[Items from a dataset]
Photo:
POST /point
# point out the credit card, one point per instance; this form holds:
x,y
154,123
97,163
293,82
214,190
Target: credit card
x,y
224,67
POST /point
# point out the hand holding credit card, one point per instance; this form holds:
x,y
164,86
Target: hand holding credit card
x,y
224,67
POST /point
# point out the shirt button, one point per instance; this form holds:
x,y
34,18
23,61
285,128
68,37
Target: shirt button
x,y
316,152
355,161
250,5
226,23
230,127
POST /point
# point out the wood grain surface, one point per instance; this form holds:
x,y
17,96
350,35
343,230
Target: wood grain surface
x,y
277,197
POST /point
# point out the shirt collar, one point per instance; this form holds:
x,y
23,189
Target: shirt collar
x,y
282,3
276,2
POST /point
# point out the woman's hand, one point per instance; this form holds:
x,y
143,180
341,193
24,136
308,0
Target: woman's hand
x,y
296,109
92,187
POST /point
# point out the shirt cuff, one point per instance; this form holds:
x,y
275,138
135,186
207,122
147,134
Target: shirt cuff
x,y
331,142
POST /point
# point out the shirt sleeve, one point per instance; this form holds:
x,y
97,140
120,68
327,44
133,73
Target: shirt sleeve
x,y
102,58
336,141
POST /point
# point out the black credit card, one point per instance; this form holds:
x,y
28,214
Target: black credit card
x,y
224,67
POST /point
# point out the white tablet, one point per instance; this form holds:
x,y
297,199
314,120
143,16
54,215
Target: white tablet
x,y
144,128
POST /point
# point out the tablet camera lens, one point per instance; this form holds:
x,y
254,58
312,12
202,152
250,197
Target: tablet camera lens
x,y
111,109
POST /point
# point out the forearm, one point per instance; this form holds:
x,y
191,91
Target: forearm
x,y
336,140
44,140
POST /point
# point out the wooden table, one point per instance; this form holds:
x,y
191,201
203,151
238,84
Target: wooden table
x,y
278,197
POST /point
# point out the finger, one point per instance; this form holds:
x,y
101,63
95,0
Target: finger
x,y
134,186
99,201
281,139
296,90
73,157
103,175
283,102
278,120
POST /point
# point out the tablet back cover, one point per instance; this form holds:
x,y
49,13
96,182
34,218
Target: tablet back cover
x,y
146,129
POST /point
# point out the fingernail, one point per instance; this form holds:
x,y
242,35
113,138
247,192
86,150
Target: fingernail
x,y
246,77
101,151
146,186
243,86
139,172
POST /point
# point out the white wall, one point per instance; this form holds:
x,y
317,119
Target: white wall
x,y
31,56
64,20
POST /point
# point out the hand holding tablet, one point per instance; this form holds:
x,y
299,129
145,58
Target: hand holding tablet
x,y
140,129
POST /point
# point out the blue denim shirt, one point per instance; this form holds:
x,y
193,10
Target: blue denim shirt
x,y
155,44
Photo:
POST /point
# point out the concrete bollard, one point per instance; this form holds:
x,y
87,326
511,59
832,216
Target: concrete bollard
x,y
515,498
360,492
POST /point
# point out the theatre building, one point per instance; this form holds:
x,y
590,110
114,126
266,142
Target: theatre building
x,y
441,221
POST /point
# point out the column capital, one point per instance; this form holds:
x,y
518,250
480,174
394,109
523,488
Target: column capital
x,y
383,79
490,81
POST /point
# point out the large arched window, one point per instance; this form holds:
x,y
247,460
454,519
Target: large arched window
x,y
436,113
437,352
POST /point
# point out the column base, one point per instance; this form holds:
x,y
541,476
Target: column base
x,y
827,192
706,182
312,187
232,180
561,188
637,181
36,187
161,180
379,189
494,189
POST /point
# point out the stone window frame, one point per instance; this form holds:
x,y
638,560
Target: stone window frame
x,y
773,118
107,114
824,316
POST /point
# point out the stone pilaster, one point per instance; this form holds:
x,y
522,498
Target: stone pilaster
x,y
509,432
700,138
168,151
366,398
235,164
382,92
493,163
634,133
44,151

- **Given task**:
Return the lines above exactly, keeping every word.

- **Solution to the problem**:
Photo:
POST /point
# point out the credit card, one point per instance; this form holds:
x,y
154,123
97,163
293,82
214,190
Target: credit card
x,y
224,67
POST /point
# point out the hand holding credit card, one point per instance; this form holds:
x,y
164,86
Target: hand holding credit card
x,y
224,67
POST /point
# point out the shirt button, one point per instance; this form holds:
x,y
34,18
23,61
285,128
68,37
Target: shirt button
x,y
316,152
355,161
250,5
226,23
230,127
POST /point
# point out the wood grain surface, one point per instance; this form holds:
x,y
17,96
350,35
343,230
Target: wood grain surface
x,y
277,197
POST /point
# point out the shirt collar, one point per instance; this form holds:
x,y
23,189
Target: shirt collar
x,y
282,3
276,2
POST /point
# point out the woman's hand, one point per instance; this form holds:
x,y
143,180
341,193
24,136
308,0
Target: woman's hand
x,y
296,109
92,187
POST /point
# point out the shirt cuff, one point per instance; this form holds:
x,y
275,138
135,186
207,122
147,134
Target: shirt cuff
x,y
331,142
POST /point
# point out the shirt sleeve, one point per instance; this form holds:
x,y
97,140
120,68
327,44
133,73
Target: shirt sleeve
x,y
102,58
336,141
POST /point
# point out the black credit card, one point per instance; this form holds:
x,y
28,214
Target: black credit card
x,y
224,67
POST /point
# point out the white tablet, one point per instance; this form holds:
x,y
297,199
314,120
143,16
54,215
Target: white tablet
x,y
144,128
POST /point
# point out the tablet camera lens, one point per instance; this form holds:
x,y
254,58
312,12
202,152
250,197
Target: tablet camera lens
x,y
111,109
POST /point
# point out the forearm, one point per instance; this form holds:
x,y
191,91
Target: forearm
x,y
336,140
44,140
POST /point
# point out the wooden table, one point per instance; this form holds:
x,y
191,201
203,151
238,84
Target: wooden table
x,y
278,197
POST /point
# point out the finger, one point per instance; this form holds:
x,y
101,63
95,0
Target: finger
x,y
134,186
99,201
281,139
296,90
73,157
103,175
283,102
278,120
POST /point
# point out the tablet back cover, one point per instance; this form holds:
x,y
49,13
96,182
34,218
Target: tablet back cover
x,y
146,129
POST /point
# point out the fingernail, one point per instance; this form holds:
x,y
242,35
113,138
247,192
86,150
Target: fingernail
x,y
246,77
101,151
146,186
243,86
139,172
POST /point
# point out the white wall, one point per instance; this form holds:
x,y
317,119
Target: white wall
x,y
31,56
64,20
POST /point
# point out the hand holding tablet, one point per instance; this form holds:
x,y
299,129
145,58
Target: hand holding tablet
x,y
140,129
POST /point
# point out the blue denim shirt, one point per instance; this form holds:
x,y
193,10
Target: blue denim shirt
x,y
155,44
Photo:
POST /point
# point out the concrete bollard, one point per instance; this form holds:
x,y
87,326
511,59
832,216
Target: concrete bollard
x,y
515,498
360,492
POST /point
# point out the theatre building, one point per instance; this form holds:
x,y
590,110
114,126
266,142
Target: theatre building
x,y
441,221
POST /point
# point out the column capital, one point per instance; this form holds:
x,y
518,250
480,174
394,109
523,488
Target: column capital
x,y
383,79
490,81
POST /point
# point out the large arched window, one point per instance; this form holds:
x,y
247,460
454,519
Target: large arched window
x,y
436,113
437,352
POST /point
# point out the column base, one point per instance; this form holds:
x,y
541,476
Target: column base
x,y
827,192
706,182
312,187
232,180
561,188
637,181
36,187
161,180
379,189
494,189
POST /point
# point out the stone window frame, one point per instance; this form holds:
x,y
638,560
Target: stone window frame
x,y
773,118
107,114
824,316
POST /point
# point out the stone pilaster, one point per instance; this form holds:
x,y
522,498
Target: stone pilaster
x,y
509,432
700,138
168,151
366,398
235,164
382,92
493,163
634,133
44,151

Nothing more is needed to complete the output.